## Problem details
According to the Renfield soundtrack text, what was the film Renfield inspired by? Answer in one to three sentences.

## Quoted text
○ ○ ○ ○
Film score by Marco Beltrami
- Released: April 14, 2023
- Recorded: 2022–2023
- Studios: Skywalker Sound, Los Angeles; United Recording Studios, Los Angeles; Pianella Studios, Malibu;
- Genre: Film score
- Length: 61:09
- Label: Back Lot Music
- Producers: Marco Beltrami; Buck Sanders;

Marco Beltrami chronology
| Plane (2023) | Renfield (2023) | The Nun II (2023) |

= Renfield (soundtrack) =

Renfield (Original Motion Picture Soundtrack) is the film score to the 2023 film Renfield directed by Chris McKay, inspired by characters from Bram Stoker's 1897 novel Dracula and its 1931 feature film adaptation. The film features Nicholas Hoult as the titular character, and co-stars Ben Schwartz, Shohreh Aghdashloo, Brandon Scott Jones, Adrian Martinez and Nicolas Cage.
○ ○ ○ ○
## Data rows
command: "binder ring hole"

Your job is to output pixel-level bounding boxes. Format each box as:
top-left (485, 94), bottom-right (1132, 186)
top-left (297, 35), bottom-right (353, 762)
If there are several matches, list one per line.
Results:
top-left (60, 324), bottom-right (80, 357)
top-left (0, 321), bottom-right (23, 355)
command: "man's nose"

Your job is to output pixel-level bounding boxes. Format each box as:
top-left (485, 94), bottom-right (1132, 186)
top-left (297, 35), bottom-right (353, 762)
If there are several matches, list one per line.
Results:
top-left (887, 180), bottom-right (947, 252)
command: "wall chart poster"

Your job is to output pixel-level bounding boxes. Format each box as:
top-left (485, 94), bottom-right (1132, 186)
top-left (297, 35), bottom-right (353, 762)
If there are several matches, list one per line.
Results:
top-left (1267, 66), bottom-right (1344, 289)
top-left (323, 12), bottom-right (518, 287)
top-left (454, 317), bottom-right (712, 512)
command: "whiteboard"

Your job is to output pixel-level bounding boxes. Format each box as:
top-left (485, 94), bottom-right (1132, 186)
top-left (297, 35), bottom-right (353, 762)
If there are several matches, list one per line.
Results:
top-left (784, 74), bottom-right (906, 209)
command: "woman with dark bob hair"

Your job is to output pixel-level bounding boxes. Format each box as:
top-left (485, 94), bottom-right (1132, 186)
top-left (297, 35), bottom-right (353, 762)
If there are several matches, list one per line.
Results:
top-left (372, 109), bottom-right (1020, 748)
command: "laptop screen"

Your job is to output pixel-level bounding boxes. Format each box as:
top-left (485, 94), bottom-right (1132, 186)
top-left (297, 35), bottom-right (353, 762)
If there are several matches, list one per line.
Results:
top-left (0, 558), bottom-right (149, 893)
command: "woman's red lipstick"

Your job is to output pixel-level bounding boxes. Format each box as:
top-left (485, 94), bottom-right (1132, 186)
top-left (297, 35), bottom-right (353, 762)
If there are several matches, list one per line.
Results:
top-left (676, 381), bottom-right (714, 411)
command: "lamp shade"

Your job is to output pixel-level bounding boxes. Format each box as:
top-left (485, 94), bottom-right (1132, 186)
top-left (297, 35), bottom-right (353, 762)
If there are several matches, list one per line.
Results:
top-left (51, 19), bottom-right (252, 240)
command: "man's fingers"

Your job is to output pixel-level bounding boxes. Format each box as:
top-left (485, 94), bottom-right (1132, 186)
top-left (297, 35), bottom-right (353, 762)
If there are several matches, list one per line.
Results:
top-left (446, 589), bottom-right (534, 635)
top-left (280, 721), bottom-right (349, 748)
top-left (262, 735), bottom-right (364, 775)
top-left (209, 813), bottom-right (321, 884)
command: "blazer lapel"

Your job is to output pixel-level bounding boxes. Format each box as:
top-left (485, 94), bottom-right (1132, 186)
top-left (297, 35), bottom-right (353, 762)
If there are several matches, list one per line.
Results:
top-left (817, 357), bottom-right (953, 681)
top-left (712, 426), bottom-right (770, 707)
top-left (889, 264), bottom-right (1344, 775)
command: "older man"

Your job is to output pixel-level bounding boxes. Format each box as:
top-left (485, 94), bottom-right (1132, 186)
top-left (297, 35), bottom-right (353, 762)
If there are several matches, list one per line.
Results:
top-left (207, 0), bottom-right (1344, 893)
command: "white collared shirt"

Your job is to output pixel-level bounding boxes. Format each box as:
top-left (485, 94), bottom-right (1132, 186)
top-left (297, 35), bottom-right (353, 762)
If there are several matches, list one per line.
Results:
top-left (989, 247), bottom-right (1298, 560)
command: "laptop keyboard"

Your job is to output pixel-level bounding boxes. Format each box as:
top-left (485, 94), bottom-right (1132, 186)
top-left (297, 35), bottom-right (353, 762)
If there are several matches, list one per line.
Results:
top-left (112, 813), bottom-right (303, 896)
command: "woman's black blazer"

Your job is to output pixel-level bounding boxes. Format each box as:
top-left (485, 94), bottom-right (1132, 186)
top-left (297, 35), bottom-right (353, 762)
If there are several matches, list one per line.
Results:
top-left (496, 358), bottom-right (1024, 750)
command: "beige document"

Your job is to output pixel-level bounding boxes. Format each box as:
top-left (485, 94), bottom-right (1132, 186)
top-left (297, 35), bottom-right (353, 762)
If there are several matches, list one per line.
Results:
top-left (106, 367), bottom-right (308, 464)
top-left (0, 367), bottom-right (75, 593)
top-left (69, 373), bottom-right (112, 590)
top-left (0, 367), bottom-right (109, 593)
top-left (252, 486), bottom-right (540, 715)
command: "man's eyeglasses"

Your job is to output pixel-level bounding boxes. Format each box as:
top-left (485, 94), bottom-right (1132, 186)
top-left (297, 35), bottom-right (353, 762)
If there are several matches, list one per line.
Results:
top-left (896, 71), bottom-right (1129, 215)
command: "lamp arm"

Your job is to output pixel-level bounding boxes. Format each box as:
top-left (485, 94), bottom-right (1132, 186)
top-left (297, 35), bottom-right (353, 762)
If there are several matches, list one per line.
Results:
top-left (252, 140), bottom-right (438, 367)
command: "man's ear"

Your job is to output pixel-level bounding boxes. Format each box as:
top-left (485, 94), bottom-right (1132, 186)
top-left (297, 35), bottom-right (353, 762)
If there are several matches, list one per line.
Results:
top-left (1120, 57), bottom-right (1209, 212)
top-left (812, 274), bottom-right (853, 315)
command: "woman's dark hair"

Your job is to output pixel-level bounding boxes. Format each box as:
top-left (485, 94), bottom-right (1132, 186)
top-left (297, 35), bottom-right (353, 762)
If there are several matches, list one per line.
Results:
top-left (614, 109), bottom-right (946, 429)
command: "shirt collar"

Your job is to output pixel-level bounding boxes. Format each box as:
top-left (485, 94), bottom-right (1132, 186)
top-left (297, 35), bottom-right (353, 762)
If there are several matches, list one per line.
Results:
○ ○ ○ ○
## Exercise answer
The 2023 film Renfield, directed by Chris McKay, was inspired by characters from Bram Stoker's 1897 novel Dracula. It also drew on the 1931 feature film adaptation of that novel.